====== Extracted material ======

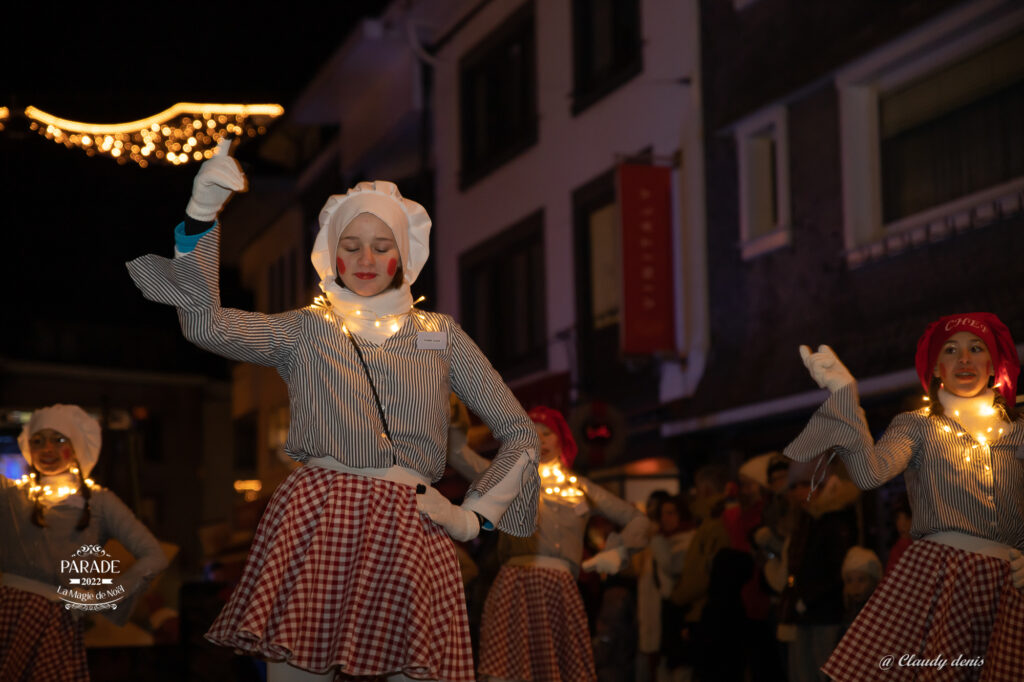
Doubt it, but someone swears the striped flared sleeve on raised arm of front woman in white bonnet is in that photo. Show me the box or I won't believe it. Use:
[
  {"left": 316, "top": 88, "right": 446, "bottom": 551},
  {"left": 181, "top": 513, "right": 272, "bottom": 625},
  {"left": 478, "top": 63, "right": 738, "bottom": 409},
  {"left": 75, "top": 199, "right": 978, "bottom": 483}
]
[{"left": 127, "top": 225, "right": 302, "bottom": 368}]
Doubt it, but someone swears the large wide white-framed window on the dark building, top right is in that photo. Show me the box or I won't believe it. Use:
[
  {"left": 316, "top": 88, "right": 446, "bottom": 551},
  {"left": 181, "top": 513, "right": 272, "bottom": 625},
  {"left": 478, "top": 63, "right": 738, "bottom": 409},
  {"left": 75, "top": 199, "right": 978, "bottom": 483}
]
[{"left": 837, "top": 3, "right": 1024, "bottom": 267}]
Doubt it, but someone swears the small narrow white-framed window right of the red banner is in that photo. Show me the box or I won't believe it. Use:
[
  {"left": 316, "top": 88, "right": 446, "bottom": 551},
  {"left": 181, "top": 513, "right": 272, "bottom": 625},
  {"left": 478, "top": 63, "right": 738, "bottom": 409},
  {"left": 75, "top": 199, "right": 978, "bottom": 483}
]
[{"left": 735, "top": 105, "right": 790, "bottom": 259}]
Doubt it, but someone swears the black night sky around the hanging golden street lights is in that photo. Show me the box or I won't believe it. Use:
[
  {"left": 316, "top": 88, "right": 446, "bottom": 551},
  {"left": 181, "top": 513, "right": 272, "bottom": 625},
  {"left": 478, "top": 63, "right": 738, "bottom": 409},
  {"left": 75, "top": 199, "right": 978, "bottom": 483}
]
[{"left": 0, "top": 0, "right": 386, "bottom": 365}]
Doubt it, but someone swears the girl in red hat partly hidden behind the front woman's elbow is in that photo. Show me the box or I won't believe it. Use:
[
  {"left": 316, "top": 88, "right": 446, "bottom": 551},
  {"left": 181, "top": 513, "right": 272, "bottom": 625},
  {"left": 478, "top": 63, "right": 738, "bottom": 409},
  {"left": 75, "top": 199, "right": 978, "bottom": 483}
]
[{"left": 449, "top": 407, "right": 650, "bottom": 682}]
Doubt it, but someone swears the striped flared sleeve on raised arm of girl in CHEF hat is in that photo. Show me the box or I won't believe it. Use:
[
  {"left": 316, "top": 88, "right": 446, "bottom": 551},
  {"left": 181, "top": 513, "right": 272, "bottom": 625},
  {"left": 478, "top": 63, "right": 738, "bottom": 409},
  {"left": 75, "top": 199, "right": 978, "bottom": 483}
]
[{"left": 782, "top": 382, "right": 921, "bottom": 491}]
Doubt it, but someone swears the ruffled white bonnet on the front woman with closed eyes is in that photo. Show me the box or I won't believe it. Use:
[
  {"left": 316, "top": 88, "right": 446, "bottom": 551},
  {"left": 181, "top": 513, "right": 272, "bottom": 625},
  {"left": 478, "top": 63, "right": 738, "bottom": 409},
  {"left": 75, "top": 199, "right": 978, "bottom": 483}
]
[{"left": 310, "top": 180, "right": 430, "bottom": 293}]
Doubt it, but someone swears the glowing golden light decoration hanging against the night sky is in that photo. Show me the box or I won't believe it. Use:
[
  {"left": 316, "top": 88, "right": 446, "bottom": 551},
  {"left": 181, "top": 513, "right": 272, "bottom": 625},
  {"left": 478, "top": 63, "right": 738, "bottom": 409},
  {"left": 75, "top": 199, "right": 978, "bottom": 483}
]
[{"left": 25, "top": 102, "right": 285, "bottom": 168}]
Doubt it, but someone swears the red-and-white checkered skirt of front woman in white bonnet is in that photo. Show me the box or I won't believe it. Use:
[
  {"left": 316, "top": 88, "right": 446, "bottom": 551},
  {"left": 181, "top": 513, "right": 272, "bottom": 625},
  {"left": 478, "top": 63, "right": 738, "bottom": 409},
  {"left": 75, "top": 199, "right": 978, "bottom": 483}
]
[{"left": 206, "top": 466, "right": 473, "bottom": 682}]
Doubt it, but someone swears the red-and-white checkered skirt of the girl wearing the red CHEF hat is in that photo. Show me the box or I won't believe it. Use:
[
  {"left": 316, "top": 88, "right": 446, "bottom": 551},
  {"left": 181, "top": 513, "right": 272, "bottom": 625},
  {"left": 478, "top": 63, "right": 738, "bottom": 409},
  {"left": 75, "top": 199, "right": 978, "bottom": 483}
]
[{"left": 821, "top": 540, "right": 1024, "bottom": 682}]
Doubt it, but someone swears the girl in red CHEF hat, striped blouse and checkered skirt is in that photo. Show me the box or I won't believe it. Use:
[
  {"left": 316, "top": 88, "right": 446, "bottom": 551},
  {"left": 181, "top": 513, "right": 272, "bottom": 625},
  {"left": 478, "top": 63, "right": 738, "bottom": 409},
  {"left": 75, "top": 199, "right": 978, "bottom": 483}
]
[{"left": 785, "top": 312, "right": 1024, "bottom": 682}]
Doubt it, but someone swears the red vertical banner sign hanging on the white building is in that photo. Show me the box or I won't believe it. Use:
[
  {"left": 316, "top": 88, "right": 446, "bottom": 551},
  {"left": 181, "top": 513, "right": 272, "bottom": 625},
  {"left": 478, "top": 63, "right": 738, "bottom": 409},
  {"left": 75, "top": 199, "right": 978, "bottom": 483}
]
[{"left": 616, "top": 164, "right": 676, "bottom": 354}]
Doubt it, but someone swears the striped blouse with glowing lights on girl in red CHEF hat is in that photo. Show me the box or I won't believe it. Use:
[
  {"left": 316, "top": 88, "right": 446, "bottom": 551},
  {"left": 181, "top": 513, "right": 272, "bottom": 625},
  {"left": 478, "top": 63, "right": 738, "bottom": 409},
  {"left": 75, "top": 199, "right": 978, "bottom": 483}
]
[{"left": 783, "top": 383, "right": 1024, "bottom": 548}]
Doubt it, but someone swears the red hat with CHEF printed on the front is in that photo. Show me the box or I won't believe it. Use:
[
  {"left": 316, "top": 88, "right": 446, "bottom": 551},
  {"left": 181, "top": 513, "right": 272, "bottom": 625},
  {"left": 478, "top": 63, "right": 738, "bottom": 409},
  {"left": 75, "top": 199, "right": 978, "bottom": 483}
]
[{"left": 913, "top": 312, "right": 1021, "bottom": 406}]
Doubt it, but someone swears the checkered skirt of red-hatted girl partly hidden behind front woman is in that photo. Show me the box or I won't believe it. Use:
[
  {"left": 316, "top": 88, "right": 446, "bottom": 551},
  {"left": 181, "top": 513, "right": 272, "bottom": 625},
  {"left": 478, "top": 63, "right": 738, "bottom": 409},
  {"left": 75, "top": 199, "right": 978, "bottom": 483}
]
[{"left": 480, "top": 565, "right": 597, "bottom": 682}]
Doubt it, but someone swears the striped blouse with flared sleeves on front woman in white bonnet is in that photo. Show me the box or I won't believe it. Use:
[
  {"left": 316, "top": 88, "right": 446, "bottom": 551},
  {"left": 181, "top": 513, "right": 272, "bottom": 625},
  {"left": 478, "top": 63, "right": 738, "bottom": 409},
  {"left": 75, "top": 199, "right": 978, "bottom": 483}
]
[{"left": 128, "top": 226, "right": 540, "bottom": 536}]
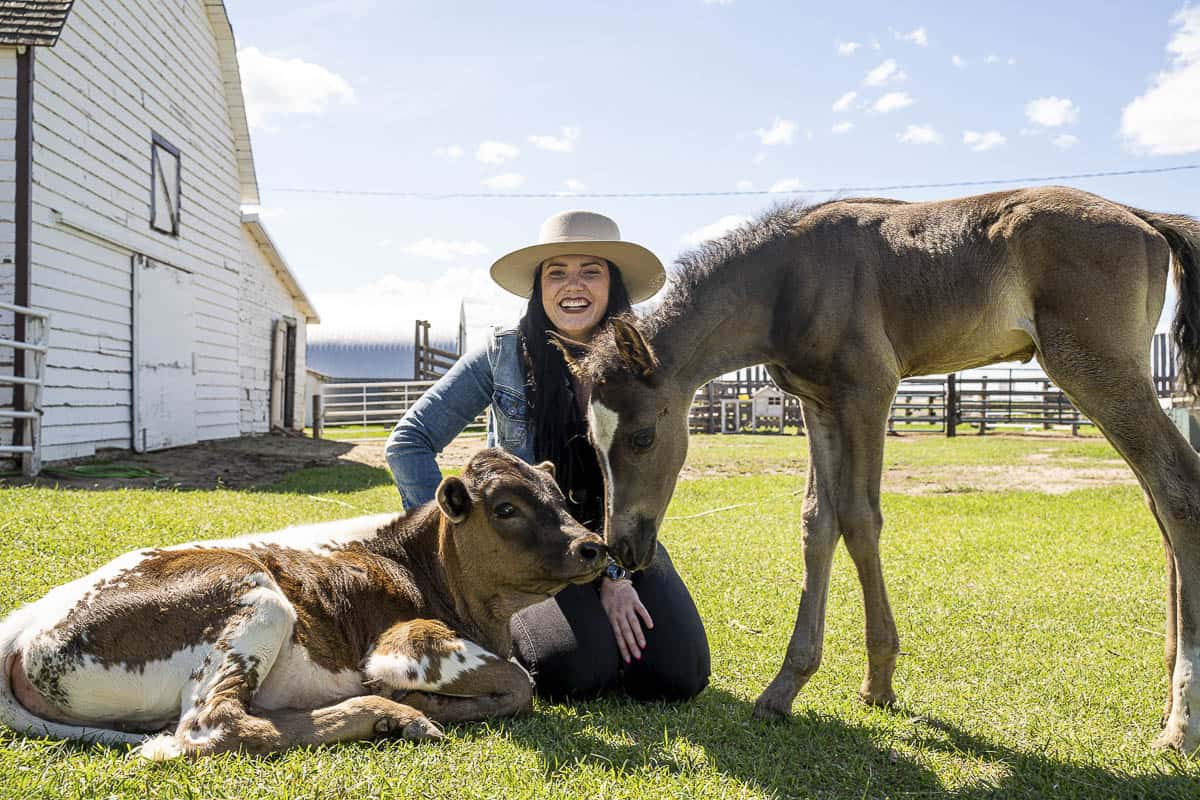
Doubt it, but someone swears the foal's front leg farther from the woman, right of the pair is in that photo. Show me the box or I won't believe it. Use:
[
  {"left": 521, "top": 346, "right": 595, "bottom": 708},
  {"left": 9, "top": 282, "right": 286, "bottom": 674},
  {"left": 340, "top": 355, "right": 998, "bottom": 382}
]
[{"left": 838, "top": 386, "right": 900, "bottom": 705}]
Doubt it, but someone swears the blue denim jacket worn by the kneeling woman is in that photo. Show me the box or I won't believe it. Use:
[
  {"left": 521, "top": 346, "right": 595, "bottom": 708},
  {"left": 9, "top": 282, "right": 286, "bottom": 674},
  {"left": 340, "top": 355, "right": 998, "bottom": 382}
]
[{"left": 384, "top": 329, "right": 534, "bottom": 509}]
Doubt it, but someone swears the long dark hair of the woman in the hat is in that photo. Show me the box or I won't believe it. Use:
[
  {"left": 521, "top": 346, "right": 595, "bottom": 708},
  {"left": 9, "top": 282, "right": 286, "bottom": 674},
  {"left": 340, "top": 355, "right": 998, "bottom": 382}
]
[{"left": 518, "top": 261, "right": 630, "bottom": 488}]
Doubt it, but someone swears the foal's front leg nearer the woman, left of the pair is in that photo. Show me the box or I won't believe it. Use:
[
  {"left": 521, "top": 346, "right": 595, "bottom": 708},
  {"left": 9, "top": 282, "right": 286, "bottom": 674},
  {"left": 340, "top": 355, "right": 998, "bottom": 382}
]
[{"left": 754, "top": 401, "right": 842, "bottom": 720}]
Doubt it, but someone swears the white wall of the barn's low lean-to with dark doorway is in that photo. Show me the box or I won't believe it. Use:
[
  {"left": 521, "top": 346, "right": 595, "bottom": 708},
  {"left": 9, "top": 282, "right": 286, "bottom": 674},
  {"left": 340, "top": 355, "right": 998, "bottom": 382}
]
[{"left": 238, "top": 225, "right": 306, "bottom": 433}]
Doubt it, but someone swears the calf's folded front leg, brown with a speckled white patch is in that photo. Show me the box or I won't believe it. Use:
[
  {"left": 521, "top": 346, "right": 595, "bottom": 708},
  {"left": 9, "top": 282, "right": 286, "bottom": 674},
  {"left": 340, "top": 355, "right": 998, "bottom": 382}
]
[{"left": 362, "top": 619, "right": 533, "bottom": 723}]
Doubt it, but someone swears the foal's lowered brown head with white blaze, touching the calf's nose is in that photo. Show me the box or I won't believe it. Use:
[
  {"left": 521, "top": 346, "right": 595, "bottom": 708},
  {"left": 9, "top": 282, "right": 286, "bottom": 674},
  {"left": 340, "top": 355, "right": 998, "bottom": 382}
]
[{"left": 559, "top": 317, "right": 692, "bottom": 569}]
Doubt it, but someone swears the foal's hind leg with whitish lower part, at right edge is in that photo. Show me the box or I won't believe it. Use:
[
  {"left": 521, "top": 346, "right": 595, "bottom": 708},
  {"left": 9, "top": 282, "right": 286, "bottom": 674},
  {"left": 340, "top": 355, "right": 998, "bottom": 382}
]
[{"left": 1043, "top": 347, "right": 1200, "bottom": 752}]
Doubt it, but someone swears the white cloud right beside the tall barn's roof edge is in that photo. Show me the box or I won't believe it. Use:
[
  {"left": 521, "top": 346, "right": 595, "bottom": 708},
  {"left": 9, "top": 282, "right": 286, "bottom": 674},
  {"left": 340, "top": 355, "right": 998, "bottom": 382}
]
[{"left": 238, "top": 47, "right": 355, "bottom": 130}]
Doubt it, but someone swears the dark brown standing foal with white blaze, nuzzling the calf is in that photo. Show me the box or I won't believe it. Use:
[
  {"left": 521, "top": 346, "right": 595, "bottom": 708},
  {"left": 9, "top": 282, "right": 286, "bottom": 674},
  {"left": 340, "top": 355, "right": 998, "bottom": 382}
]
[{"left": 564, "top": 187, "right": 1200, "bottom": 751}]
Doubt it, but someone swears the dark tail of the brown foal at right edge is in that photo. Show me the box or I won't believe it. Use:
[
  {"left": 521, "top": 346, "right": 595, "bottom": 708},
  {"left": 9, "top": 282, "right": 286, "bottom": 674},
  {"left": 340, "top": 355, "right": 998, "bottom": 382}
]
[{"left": 1129, "top": 209, "right": 1200, "bottom": 397}]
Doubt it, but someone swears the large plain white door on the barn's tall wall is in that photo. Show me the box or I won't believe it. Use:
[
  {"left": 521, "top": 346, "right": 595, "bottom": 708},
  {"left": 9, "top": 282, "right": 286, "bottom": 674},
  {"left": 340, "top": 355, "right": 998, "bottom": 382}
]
[{"left": 133, "top": 255, "right": 197, "bottom": 452}]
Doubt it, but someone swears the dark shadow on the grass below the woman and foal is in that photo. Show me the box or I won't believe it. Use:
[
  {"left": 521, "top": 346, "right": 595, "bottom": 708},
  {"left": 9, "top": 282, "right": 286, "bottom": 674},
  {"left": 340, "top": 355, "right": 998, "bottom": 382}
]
[{"left": 456, "top": 688, "right": 1200, "bottom": 800}]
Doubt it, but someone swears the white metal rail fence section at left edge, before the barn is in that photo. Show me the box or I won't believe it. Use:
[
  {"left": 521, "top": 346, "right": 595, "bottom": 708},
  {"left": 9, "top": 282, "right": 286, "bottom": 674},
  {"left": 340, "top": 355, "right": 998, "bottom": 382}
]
[{"left": 0, "top": 302, "right": 50, "bottom": 477}]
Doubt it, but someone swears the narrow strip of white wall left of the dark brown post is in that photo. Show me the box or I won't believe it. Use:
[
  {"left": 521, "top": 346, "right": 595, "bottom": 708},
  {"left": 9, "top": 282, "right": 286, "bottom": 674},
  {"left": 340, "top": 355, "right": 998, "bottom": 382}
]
[{"left": 0, "top": 47, "right": 17, "bottom": 468}]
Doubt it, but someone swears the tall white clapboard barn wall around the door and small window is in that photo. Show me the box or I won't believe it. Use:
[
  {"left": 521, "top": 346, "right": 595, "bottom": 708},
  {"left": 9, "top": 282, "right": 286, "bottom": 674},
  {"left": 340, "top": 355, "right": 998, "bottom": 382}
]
[{"left": 31, "top": 0, "right": 244, "bottom": 461}]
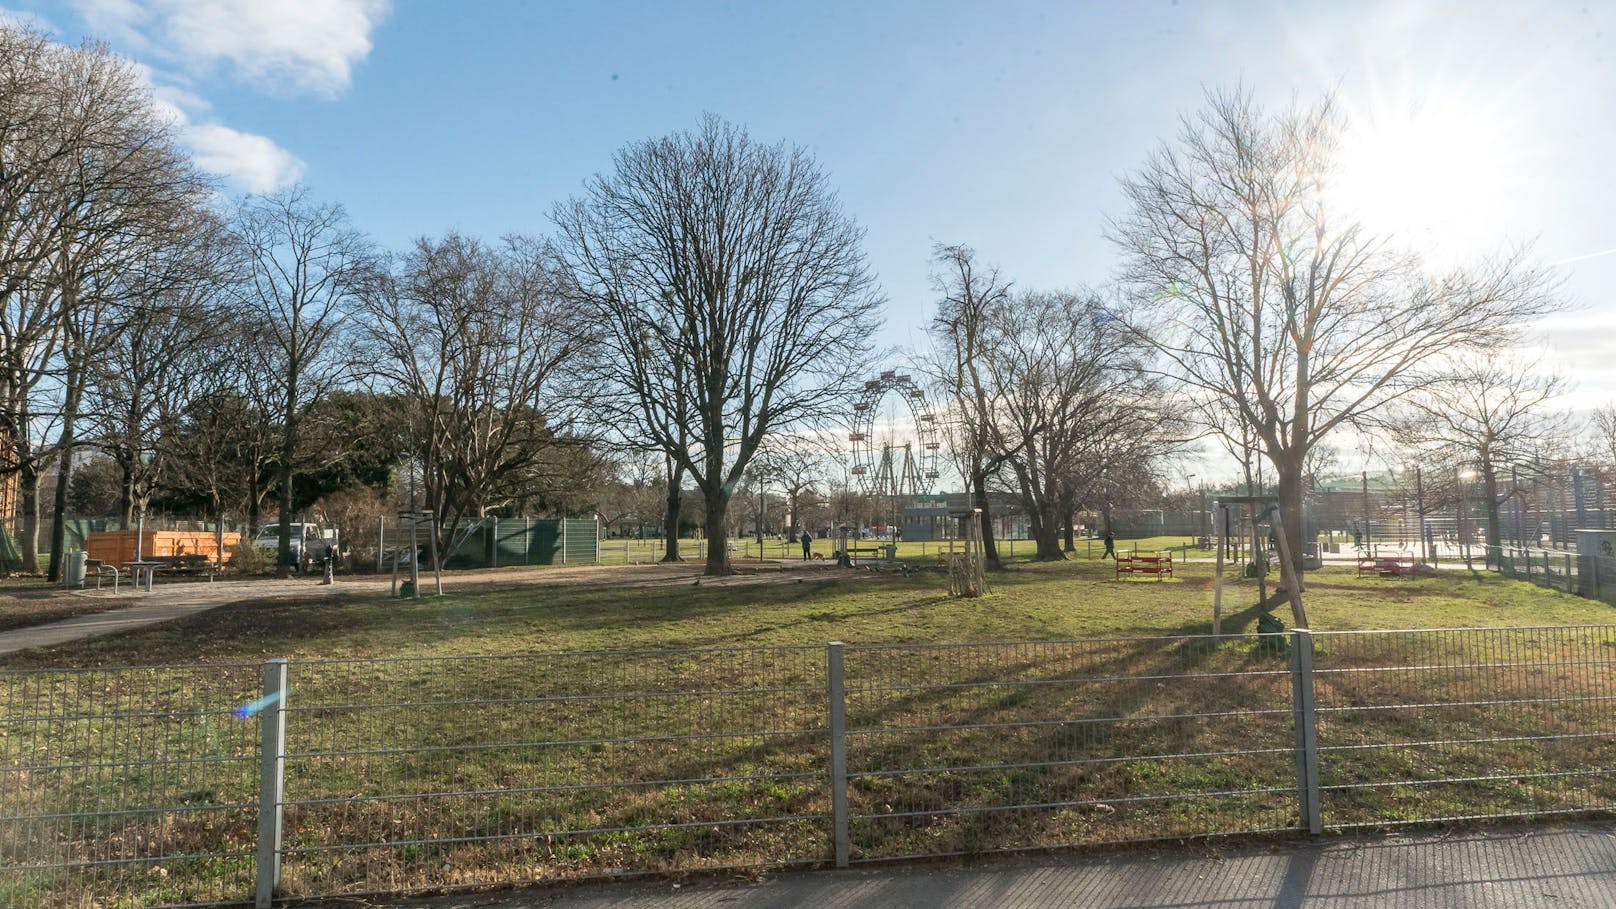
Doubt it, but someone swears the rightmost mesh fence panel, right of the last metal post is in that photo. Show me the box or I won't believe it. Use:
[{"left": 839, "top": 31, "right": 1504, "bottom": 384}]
[{"left": 1314, "top": 626, "right": 1616, "bottom": 827}]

======

◆ Exercise details
Of the lines above, copy each one that contains the word "fence".

◆ Answer to this problem
Doubt it, but someone swears the white metal rail fence section at left edge, before the barn is in that photo. Show me the box or I won't believe it. Use:
Doubt it, but someone swears the rightmost mesh fence panel, right of the last metal post is in that photo. Show me the box or I won't believe it. Use:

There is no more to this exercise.